▸ Required tasks
1. Translate this sentence from the text-to-speech guide into Spanish: "The Magpie TTS Multilingual model supports text to speech in multiple languages."
2. According to the text-to-speech guide, what file is the synthesized speech saved in when using the Offline API?
══ Excerpted passage ══
Following sections demonstrate various TTS models using gRPC and HTTP APIs using sample Python clients and curl command respectively.
The Magpie TTS Multilingual model supports text to speech in multiple languages.
Ensure that you have deployed the Magpie TTS Multilingual model, by referring to Supported Models section.
The following sections show how to use the model with a sample Python client and curl commands for the gRPC and HTTP APIs, respectively.
List available models and voices
python3 python-clients/scripts/tts/talk.py \
--server 0.0.0.0:50051 \
--list-voices
curl -sS http://localhost:9000/v1/audio/list_voices | jq
Output is piped to jq command to format the JSON string for better readability.
You will see a output with list of voices for supported languages. Output is truncated for brevity.
{
"en-US,es-US,fr-FR,de-DE": {
"voices": [
"Magpie-Multilingual.EN-US.Sofia",
"Magpie-Multilingual.EN-US.Ray",
...
"Magpie-Multilingual.DE-DE.Leo",
"Magpie-Multilingual.DE-DE.Aria"
]
}
}
Synthesize speech with Offline API
With Offline API, entire synthesized speech is returned to the client at once. Synthesized speech will be saved in output.wav.
python3 python-clients/scripts/tts/talk.py --server 0.0.0.0:50051 \
--language-code en-US \
--text "Experience the future of speech AI with Riva, where every word comes to life with clarity and emotion." \
--voice Magpie-Multilingual.EN-US.Sofia \
--output output.wav
curl -sS http://localhost:9000/v1/audio/synthesize --fail-with-body \
-F language=en-US \
-F text="Experience the future of speech AI with Riva, where every word comes to life with clarity and emotion." \
-F voice=Magpie-Multilingual.EN-US.Sofia \
--output output.wav
It is possible to use intermix the voices and languages to generate voice with different accents. For example, one can synthesize English speech with French accent with below command.
═══
══ Given information ══
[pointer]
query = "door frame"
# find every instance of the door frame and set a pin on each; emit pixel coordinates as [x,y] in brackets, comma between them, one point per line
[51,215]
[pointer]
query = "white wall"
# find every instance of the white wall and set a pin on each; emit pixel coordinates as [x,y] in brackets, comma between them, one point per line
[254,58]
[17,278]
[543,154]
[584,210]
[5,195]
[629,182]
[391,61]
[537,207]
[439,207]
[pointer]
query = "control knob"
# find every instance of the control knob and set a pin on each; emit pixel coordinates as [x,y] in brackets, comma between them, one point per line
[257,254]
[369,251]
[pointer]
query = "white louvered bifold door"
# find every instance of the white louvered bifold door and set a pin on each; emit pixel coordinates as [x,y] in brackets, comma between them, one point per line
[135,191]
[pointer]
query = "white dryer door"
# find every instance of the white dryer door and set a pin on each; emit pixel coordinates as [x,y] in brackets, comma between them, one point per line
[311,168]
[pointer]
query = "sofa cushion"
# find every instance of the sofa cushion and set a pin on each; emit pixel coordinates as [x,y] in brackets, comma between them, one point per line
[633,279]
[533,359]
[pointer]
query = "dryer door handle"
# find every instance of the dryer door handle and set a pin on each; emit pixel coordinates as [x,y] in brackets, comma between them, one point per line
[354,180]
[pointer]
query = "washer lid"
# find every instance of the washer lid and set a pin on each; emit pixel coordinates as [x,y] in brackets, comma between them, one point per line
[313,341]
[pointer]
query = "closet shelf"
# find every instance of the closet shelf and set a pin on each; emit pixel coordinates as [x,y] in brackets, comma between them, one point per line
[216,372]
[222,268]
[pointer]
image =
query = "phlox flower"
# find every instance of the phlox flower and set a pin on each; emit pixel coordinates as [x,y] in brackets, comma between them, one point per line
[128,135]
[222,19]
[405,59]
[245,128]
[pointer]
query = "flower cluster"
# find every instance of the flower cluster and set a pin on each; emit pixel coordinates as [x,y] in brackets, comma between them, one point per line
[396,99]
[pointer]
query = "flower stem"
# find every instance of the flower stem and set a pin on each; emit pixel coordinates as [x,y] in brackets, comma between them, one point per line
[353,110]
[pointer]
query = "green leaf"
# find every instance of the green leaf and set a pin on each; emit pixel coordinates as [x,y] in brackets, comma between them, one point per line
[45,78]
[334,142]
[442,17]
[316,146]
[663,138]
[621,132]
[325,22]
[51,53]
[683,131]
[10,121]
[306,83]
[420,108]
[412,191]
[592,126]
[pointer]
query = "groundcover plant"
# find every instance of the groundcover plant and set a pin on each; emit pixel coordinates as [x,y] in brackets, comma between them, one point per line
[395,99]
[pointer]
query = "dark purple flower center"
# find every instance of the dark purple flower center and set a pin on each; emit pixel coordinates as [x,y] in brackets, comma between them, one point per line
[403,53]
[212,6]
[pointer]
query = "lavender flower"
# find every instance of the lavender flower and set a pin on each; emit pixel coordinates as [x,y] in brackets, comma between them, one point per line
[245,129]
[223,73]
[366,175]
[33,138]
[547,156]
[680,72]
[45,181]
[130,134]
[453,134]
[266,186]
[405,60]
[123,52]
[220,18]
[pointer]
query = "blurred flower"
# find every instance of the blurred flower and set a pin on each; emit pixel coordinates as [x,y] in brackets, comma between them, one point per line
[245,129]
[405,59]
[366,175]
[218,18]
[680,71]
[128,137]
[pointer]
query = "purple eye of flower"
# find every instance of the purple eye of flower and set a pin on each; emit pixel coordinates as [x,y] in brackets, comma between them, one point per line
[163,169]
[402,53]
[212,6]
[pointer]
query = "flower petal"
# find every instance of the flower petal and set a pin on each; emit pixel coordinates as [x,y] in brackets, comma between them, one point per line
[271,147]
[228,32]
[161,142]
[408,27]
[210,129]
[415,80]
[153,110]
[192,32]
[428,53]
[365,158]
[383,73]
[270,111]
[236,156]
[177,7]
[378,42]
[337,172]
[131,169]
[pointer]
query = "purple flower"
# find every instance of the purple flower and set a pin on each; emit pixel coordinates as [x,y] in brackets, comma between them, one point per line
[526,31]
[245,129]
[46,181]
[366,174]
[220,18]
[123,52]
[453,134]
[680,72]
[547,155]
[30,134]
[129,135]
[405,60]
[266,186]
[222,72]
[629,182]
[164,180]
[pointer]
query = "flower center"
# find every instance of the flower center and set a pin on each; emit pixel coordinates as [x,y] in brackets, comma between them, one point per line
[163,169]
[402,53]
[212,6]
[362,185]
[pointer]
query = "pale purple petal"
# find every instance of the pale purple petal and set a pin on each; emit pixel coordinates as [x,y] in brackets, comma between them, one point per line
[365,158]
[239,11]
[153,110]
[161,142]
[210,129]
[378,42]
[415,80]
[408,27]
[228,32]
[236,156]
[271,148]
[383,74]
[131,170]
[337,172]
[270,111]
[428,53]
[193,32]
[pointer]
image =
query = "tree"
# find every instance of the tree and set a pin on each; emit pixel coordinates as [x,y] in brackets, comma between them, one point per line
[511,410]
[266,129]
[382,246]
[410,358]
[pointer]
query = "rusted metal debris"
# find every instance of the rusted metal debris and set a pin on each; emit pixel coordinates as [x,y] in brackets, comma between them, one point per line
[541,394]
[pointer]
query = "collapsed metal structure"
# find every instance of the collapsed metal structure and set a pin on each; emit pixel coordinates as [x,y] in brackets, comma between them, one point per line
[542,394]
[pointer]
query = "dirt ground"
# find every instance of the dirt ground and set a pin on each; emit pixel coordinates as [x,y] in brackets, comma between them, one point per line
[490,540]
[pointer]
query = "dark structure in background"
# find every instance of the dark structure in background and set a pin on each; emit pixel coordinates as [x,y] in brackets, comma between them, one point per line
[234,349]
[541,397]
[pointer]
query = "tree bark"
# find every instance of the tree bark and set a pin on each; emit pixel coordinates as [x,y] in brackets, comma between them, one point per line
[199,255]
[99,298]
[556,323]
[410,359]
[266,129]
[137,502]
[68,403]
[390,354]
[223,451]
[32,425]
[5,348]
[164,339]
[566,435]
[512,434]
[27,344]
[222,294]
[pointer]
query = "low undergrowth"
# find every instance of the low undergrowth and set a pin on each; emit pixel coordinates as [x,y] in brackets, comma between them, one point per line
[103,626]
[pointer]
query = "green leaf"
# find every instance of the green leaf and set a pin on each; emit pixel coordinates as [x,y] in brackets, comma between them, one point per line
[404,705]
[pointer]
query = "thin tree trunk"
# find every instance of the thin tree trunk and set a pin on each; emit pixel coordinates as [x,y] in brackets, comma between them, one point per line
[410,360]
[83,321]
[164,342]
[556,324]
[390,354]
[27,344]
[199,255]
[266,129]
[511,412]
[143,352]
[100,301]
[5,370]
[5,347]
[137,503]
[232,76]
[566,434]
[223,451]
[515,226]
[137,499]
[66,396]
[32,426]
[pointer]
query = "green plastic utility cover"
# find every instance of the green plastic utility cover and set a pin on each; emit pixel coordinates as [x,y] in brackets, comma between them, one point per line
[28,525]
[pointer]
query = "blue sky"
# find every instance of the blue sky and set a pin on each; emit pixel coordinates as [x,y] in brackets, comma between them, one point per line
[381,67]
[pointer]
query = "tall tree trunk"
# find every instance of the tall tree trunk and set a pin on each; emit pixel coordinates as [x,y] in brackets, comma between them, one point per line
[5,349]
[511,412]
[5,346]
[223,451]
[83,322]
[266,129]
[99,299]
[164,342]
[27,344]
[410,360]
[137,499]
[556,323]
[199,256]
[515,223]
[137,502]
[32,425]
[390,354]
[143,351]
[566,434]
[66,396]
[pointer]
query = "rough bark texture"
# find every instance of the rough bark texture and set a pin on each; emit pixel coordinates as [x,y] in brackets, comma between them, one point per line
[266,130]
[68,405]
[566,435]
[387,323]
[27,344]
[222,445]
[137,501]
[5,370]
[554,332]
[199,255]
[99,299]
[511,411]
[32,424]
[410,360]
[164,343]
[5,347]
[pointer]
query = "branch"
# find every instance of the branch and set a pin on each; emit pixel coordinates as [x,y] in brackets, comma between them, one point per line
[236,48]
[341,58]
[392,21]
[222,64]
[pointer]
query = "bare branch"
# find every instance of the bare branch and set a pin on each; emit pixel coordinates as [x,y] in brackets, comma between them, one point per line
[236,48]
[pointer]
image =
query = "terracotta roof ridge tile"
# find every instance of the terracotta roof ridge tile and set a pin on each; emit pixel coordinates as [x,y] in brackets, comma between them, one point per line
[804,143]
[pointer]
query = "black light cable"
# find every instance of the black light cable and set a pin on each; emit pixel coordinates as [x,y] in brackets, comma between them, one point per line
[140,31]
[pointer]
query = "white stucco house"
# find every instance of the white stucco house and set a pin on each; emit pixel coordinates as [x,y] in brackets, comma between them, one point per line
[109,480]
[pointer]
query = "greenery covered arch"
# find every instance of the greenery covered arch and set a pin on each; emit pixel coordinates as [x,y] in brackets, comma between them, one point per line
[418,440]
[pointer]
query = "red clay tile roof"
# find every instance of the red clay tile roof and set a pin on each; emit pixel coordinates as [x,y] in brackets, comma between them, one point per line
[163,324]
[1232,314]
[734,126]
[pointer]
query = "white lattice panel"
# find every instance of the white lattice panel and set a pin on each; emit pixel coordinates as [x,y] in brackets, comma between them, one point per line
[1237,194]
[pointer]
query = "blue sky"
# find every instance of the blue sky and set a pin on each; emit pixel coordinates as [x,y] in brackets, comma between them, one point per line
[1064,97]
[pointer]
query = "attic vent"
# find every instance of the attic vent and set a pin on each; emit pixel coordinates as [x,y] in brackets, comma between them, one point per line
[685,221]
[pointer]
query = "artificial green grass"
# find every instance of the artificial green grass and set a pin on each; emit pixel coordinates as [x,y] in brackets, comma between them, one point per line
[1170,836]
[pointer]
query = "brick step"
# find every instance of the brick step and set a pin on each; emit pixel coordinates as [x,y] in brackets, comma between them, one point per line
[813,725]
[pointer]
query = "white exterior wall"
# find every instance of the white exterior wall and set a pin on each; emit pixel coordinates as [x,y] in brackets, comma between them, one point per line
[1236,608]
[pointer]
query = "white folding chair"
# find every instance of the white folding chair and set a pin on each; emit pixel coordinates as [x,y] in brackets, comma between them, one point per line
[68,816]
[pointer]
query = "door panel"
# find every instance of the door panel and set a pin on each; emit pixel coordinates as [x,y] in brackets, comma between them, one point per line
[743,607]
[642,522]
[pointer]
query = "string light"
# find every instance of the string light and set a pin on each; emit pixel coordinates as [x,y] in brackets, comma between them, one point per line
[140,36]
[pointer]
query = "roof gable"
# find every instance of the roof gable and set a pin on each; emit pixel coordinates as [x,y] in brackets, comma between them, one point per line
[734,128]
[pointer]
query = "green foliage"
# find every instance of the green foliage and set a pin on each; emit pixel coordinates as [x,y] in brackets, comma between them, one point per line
═══
▸ Solutions to the problems
1. El modelo Magpie TTS Multilingual admite la conversión de texto a voz en varios idiomas.

2. output.wav